[Point-per-instance localization data]
%%

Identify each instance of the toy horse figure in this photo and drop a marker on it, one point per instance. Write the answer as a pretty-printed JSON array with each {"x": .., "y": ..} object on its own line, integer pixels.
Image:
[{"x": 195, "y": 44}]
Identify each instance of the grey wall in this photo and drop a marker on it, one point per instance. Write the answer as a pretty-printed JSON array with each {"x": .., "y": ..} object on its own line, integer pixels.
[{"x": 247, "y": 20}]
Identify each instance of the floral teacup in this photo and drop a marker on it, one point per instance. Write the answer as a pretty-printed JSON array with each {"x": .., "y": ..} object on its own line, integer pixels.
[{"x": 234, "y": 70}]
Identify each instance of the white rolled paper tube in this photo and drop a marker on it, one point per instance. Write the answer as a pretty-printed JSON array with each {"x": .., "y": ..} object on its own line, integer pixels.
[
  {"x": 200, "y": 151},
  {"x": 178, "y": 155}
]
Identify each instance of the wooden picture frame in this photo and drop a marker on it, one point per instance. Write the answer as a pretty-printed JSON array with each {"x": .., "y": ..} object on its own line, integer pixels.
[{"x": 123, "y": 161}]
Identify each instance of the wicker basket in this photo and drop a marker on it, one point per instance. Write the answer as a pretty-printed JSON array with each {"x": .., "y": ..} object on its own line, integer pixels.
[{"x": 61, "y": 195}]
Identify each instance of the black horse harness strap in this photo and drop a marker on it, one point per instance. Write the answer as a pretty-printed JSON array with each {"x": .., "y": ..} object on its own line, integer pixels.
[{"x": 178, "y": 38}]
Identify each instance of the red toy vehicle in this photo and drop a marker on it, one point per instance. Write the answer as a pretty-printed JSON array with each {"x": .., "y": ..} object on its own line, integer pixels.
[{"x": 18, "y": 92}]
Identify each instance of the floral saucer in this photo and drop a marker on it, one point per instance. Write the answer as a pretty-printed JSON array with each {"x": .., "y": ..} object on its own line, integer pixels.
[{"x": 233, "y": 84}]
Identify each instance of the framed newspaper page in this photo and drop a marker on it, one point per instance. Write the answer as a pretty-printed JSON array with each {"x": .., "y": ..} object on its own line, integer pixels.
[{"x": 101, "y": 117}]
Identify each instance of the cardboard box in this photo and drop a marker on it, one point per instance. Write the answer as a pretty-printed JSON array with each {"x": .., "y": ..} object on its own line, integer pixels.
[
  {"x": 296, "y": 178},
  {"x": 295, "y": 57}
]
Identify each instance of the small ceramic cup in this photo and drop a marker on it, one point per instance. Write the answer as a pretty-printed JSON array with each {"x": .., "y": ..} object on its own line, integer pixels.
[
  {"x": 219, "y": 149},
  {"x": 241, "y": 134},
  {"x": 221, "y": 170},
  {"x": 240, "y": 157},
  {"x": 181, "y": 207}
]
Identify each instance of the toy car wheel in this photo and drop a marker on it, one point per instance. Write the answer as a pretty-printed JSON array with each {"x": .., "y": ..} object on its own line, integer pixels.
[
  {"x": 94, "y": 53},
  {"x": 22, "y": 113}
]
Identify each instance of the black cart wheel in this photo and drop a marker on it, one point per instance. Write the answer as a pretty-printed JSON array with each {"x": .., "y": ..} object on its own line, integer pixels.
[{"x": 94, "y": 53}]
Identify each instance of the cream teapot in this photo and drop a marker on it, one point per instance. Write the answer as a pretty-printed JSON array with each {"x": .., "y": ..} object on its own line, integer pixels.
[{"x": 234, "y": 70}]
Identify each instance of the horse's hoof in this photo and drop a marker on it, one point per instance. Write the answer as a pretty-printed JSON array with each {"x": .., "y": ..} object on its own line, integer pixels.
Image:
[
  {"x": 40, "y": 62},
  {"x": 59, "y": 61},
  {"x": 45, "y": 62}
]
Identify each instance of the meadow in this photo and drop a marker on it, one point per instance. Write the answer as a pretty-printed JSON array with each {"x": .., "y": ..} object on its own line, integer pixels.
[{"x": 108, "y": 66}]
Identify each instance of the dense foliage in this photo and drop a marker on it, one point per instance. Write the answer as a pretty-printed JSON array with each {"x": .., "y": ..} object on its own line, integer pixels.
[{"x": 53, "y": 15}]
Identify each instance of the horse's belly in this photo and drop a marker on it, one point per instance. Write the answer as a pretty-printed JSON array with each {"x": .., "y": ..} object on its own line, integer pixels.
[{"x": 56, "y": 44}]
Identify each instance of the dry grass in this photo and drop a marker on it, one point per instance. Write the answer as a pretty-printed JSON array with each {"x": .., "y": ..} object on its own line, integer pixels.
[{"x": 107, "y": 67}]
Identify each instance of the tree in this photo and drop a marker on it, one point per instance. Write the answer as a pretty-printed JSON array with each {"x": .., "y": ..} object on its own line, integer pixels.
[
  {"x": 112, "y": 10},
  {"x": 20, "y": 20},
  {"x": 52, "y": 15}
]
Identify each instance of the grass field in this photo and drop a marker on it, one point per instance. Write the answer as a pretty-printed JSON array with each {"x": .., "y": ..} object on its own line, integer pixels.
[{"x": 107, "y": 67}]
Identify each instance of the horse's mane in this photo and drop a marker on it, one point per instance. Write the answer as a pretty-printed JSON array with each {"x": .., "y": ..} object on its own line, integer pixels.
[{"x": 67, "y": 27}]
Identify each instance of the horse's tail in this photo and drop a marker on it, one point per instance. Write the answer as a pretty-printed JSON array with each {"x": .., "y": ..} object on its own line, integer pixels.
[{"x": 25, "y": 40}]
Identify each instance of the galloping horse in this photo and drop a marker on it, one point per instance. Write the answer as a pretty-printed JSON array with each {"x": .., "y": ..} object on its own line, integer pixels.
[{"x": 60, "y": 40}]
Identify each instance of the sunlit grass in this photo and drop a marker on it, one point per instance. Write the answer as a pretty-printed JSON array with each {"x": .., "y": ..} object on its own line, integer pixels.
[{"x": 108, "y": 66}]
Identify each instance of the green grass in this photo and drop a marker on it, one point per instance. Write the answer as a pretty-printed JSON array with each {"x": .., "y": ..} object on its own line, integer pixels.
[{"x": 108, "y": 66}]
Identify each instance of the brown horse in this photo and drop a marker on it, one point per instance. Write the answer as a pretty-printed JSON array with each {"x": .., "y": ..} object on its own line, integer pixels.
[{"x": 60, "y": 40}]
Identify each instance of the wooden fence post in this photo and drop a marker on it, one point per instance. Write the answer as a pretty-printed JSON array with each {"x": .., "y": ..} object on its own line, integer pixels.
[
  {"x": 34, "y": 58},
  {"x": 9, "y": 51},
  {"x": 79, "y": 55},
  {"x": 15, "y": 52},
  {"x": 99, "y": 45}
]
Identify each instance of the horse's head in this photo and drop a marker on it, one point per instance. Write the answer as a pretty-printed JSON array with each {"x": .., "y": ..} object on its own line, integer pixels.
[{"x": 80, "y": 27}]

%%

* _Exercise objective_
None of the records may be omitted; each is to be printed exactly.

* _Answer area_
Identify each instance of the toy horse figure in this photo and drop a marker on it, one point per instance. Write the answer as a pretty-printed JSON array with each {"x": .., "y": ..} object on its own line, integer pixels.
Image:
[{"x": 195, "y": 44}]
Identify each instance of the grey wall in this photo and drop a marker on it, one point per instance. Write the answer as a pretty-printed JSON array with each {"x": .., "y": ..} object on its own line, integer pixels.
[{"x": 247, "y": 20}]
Identify each instance of the floral teacup in this photo and drop a marker on it, one point per instance. Write the answer as a pretty-printed JSON array with each {"x": .., "y": ..} object on its own line, integer pixels.
[{"x": 234, "y": 70}]
Identify each instance of the white rolled paper tube in this photo and drop a marker on it, one point per instance. Write the answer as a pretty-printed JSON array with each {"x": .., "y": ..} object on its own line, integer pixels.
[
  {"x": 200, "y": 151},
  {"x": 178, "y": 155}
]
Identify each instance of the wooden picture frame in this photo and drop a marker on it, one point per instance. Write the answer as a pretty-printed JSON array with each {"x": .., "y": ..} object on its own line, integer pixels.
[{"x": 123, "y": 161}]
Identify each instance of the wicker basket in this photo and drop a marker on it, one point per instance. Write the answer as a pretty-printed JSON array with each {"x": .., "y": ..} object on its own line, integer pixels.
[{"x": 61, "y": 195}]
Identify each instance of the black horse harness strap in this photo and drop a marker on it, one point per instance. Write the answer as a pretty-printed JSON array with each {"x": .., "y": ..} object on its own line, integer pixels.
[{"x": 178, "y": 38}]
Identify each instance of the red toy vehicle in this photo and drop a marker on it, one point per instance. Write the answer as a pretty-printed JSON array with each {"x": .., "y": ..} object on its own line, integer pixels.
[{"x": 18, "y": 92}]
Identify each instance of the floral saucer in this photo and drop a marker on it, one point per instance. Write the answer as a pretty-printed JSON array with each {"x": .., "y": ..} object on its own line, integer pixels.
[{"x": 233, "y": 84}]
Identify each instance of the framed newspaper page in this photo and drop a marker on it, one point per instance. Write the answer as a pretty-printed JSON array with each {"x": .., "y": ..} object on its own line, integer pixels.
[{"x": 101, "y": 117}]
Identify each instance of the cardboard box in this photo and drop a marker on it, one point per instance. Write the answer as a pretty-printed JSON array with each {"x": .., "y": ..} object on its own line, integer pixels.
[
  {"x": 296, "y": 178},
  {"x": 295, "y": 57}
]
Identify each instance of the small ceramic cup in this photo and drop a marker on it, one point per instance. Write the answer as a pretty-printed JSON array with each {"x": .., "y": ..} object on its own line, integer pixels.
[
  {"x": 219, "y": 149},
  {"x": 241, "y": 134},
  {"x": 221, "y": 170},
  {"x": 240, "y": 157},
  {"x": 181, "y": 207}
]
Identify each instance of the toy car wheel in this photo and drop a marker on it, one point per instance. Write the answer as a pretty-printed JSON array with each {"x": .., "y": ..} object on its own line, integer pixels.
[
  {"x": 94, "y": 53},
  {"x": 22, "y": 113}
]
Identify each instance of the black cart wheel in this photo and drop a marker on it, one point per instance. Write the answer as a pretty-printed JSON array with each {"x": .., "y": ..} object on its own line, integer pixels.
[{"x": 94, "y": 53}]
Identify each instance of the cream teapot in this photo and drop a marker on it, one point per instance. Write the answer as a pretty-printed JSON array with each {"x": .., "y": ..} object on its own line, integer pixels.
[{"x": 234, "y": 70}]
Identify each instance of the horse's hoof in this photo and drop a marker on it, one point per instance. Write the answer as a pretty-printed JSON array with each {"x": .., "y": ..} object on its own line, integer pixels.
Image:
[
  {"x": 40, "y": 62},
  {"x": 59, "y": 61},
  {"x": 45, "y": 62}
]
Identify each instance of the meadow in this photo and drop a marker on it, one point per instance. Write the answer as a pretty-printed JSON array with each {"x": .., "y": ..} object on its own line, integer pixels.
[{"x": 108, "y": 66}]
Identify each instance of the dense foliage in this photo and drop a marker on it, one point per instance. Write the answer as a pretty-printed JSON array with each {"x": .., "y": ..} object on its own line, integer pixels.
[{"x": 53, "y": 15}]
Identify each instance of the horse's belly in this photo and drop a marker on it, one point per instance. Write the answer as a pretty-printed JSON array with each {"x": .., "y": ..} object on its own line, integer pixels.
[{"x": 56, "y": 44}]
Identify each instance of the dry grass in this photo and drop a marker on it, one point per instance. Write the answer as a pretty-printed JSON array with each {"x": .., "y": ..} object on its own line, integer pixels.
[{"x": 107, "y": 67}]
Identify each instance of the tree in this photo and drop a marker on it, one point per instance. Write the answer as a pretty-printed JSON array with each {"x": .., "y": ..} object on its own line, integer pixels.
[
  {"x": 112, "y": 10},
  {"x": 20, "y": 20},
  {"x": 52, "y": 15}
]
Identify each instance of the grass field in this photo and drop a marker on it, one point per instance. Write the answer as a pretty-printed JSON array with each {"x": .., "y": ..} object on its own line, integer pixels.
[{"x": 107, "y": 67}]
Identify each instance of the horse's mane in this photo and drop a marker on it, one point per instance. Write the answer as a pretty-printed JSON array with each {"x": .., "y": ..} object on its own line, integer pixels.
[{"x": 67, "y": 27}]
Identify each instance of the horse's tail in this photo and drop a marker on it, one point per instance. Write the answer as a pretty-printed JSON array with each {"x": .., "y": ..} object on its own line, integer pixels.
[{"x": 25, "y": 40}]
Identify each instance of the galloping horse in this photo and drop a marker on it, one point per instance. Write the answer as a pretty-printed JSON array with each {"x": .., "y": ..} object on its own line, integer pixels.
[{"x": 60, "y": 40}]
Identify each instance of the sunlit grass in this photo and drop a marker on it, one point per instance. Write the answer as a pretty-printed JSON array with each {"x": .., "y": ..} object on its own line, integer pixels.
[{"x": 108, "y": 66}]
Identify each instance of the green grass in this photo and drop a marker on it, one point per instance. Write the answer as a pretty-printed JSON array with each {"x": .., "y": ..} object on its own line, integer pixels.
[{"x": 108, "y": 66}]
Identify each instance of the brown horse in this photo and drop a marker on it, one point per instance. Write the answer as a pretty-printed JSON array with each {"x": .., "y": ..} object on its own line, integer pixels.
[{"x": 60, "y": 40}]
Identify each instance of the wooden fence post in this photo and drop a marker on it, one point per instance. Write the answer as a pretty-printed JSON array with each {"x": .., "y": ..} object on its own line, integer pixels.
[
  {"x": 34, "y": 58},
  {"x": 9, "y": 51},
  {"x": 79, "y": 55},
  {"x": 15, "y": 52},
  {"x": 99, "y": 45}
]
Identify each instance of the horse's head in this photo and drop a marker on it, one point per instance. Write the answer as a pretty-printed JSON array with each {"x": .., "y": ..} object on its own line, integer pixels.
[{"x": 80, "y": 27}]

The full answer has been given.